Exercise instructions –
A) List every person named in the article about algae research at Lone Star College-Montgomery that follows, along with the role the article gives each one.
B) In the article about algae research at Lone Star College-Montgomery below, where is Aperion based?

Source passage –
◇ ◇ ◇ ◇ ◇
THE WOODLANDS, Texas -- The students at Lone Star College-Montgomery are putting a lot of energy into finding low-energy solutions for what hopes to be the first-ever environmentally, economically, and socially sustainable master-planned community in the U.S.
Through a recent partnership with Aperion, a property development company based in Arizona, students in LSC-Montgomery’s Biotechnology Institute are using algae to find biological processes for water treatment, waste remediation, and energy conservation that will directly impact Rio West, a developing community outside of Albuquerque, N.M.
“Our students are part of cutting-edge research and training that reflect brand new sustainable technologies being implemented around the world,” said Danny Kainer, director of the biotechnology institute at LSC-Montgomery. “This is a chance to diversify our institute and teach in the same manner that scientists conduct science, which is through hands-on research.”
The hopes of the community’s developer, David Maniatis, and its chief technology expert, George King, is to ensure the energy produced by the community is more than the energy consumed by the inhabitants, including electricity, materials, and the 65 million acre-feet of water in a newly-discovered aquifer beneath the site. (To put that into perspective, one acre-foot is equal to 325,851 gallons.)
While finding water in the middle of the desert seems like a simple way to sustain the community, the aquifer water is unsuitable for consumption and unusable for industries.
That’s where LSC-Montgomery students come into play.
Stepping out the classroom and into the lab, a group of students and faculty are developing new techniques for desalinization of the water and remediation of the waste produced.
◇ ◇ ◇ ◇ ◇
Dataset content –
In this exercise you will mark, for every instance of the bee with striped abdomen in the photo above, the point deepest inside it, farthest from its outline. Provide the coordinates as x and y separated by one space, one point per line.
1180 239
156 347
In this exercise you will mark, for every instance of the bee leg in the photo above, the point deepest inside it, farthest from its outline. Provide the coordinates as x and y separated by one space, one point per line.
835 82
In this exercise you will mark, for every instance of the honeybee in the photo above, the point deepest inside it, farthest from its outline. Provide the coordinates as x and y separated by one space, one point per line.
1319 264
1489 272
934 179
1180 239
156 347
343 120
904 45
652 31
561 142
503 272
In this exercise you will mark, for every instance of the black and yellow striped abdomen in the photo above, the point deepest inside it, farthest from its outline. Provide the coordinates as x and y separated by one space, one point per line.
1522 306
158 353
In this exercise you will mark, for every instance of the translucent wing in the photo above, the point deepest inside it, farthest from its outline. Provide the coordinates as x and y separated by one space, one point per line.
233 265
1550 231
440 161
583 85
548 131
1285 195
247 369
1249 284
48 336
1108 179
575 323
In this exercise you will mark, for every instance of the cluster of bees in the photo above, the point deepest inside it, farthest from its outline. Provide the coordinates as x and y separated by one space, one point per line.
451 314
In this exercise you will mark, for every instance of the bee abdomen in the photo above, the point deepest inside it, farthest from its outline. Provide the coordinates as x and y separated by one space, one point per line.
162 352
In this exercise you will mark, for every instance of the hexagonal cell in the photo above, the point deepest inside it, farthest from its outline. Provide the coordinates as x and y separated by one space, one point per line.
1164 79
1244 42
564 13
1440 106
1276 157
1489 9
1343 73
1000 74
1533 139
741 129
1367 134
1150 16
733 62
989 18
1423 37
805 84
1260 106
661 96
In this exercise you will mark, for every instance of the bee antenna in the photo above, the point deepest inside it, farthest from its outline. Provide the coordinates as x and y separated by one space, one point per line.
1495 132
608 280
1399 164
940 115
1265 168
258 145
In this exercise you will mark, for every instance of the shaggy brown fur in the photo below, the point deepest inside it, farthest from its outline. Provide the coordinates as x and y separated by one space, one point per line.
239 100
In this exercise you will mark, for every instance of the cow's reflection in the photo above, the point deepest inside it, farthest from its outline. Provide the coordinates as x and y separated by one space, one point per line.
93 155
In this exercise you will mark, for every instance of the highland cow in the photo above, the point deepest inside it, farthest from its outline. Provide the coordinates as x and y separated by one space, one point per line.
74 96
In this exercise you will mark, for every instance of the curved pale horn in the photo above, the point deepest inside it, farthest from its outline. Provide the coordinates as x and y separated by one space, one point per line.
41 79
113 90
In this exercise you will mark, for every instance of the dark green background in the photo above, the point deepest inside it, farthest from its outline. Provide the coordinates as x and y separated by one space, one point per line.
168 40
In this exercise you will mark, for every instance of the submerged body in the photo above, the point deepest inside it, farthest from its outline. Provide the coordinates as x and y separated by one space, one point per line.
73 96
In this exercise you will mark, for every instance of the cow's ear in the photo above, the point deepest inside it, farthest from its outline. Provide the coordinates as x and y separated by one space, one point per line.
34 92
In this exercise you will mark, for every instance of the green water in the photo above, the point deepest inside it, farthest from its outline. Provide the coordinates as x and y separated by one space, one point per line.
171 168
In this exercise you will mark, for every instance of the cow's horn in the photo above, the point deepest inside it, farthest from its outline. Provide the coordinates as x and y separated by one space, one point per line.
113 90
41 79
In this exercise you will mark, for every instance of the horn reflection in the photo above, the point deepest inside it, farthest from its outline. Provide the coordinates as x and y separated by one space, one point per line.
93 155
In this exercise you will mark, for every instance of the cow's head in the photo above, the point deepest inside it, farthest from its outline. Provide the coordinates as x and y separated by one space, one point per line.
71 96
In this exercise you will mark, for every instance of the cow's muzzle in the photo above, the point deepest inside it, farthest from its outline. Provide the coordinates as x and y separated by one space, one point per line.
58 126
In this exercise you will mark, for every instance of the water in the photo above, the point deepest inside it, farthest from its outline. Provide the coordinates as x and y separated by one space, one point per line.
◇ ◇ ◇ ◇ ◇
Outputs in order –
A)
Danny Kainer, director of the biotechnology institute at LSC-Montgomery
David Maniatis, the community's developer
George King, the community's chief technology expert

B) Arizona